Output each of the following records verbatim, line for line.

··· Extracted entries

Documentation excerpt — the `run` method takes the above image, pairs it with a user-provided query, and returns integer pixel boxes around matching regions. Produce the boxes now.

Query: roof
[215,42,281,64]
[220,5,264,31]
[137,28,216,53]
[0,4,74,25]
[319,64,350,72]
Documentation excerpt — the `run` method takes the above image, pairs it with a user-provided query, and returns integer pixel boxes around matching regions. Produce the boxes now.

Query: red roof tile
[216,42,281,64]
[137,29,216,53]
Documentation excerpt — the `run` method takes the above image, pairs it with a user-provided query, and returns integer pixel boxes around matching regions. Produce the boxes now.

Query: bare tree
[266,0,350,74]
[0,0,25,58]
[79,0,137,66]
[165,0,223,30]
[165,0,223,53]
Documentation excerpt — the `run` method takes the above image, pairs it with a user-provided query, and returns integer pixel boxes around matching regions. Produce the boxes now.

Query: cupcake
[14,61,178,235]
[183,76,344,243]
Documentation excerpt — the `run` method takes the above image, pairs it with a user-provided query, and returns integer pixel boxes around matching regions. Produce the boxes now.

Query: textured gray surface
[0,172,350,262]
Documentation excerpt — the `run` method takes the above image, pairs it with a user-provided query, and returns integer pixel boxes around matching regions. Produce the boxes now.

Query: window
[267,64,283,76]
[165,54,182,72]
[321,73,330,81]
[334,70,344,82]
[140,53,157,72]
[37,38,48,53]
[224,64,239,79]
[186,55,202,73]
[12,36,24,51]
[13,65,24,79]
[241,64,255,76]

······

## [Finished exercise]
Documentation excerpt — the `run` method takes the above image, pairs it with a user-provided query, and returns integer pixel boxes around matching regions. Produce the boxes now.

Query: roof
[215,42,281,64]
[220,5,264,31]
[137,28,216,53]
[0,4,74,25]
[319,64,350,72]
Documentation excerpt — the `run` method takes the above image, pairs it with a user-provided query, and returns integer pixel boxes around matching regions. Produce the boxes now.

Query: red roof tile
[216,42,281,64]
[137,29,216,53]
Documentation excerpt — the `run` method takes the above image, pairs it with a user-provided query, and returns integer pixel boxes around matching regions. Produce the boxes now.

Query: bare tree
[266,0,350,74]
[0,0,25,58]
[79,0,137,66]
[165,0,223,30]
[165,0,223,53]
Documentation excerpt — the `run` method takes the above image, pairs it with a user-provided query, and returns integer pixel boxes around matching regions. Produce the boxes now.

Query: cupcake
[14,61,178,235]
[183,76,344,243]
Documentation excerpt — the `run` method takes the above image, pairs it with a user-provided query, and returns integer pixel boxes around matching regions. Produce the boxes now.

Query: textured gray surface
[0,172,350,262]
Documentation excerpt — the `run` method takes the above image, pairs it with a user-provided query, and returns integer pixel boxes around matching regions. Produce the boxes now.

Query: window
[267,64,283,76]
[165,54,182,72]
[321,73,330,81]
[334,70,344,82]
[140,53,157,72]
[37,38,48,53]
[224,64,239,79]
[186,55,202,73]
[12,36,24,51]
[13,65,24,79]
[241,64,255,76]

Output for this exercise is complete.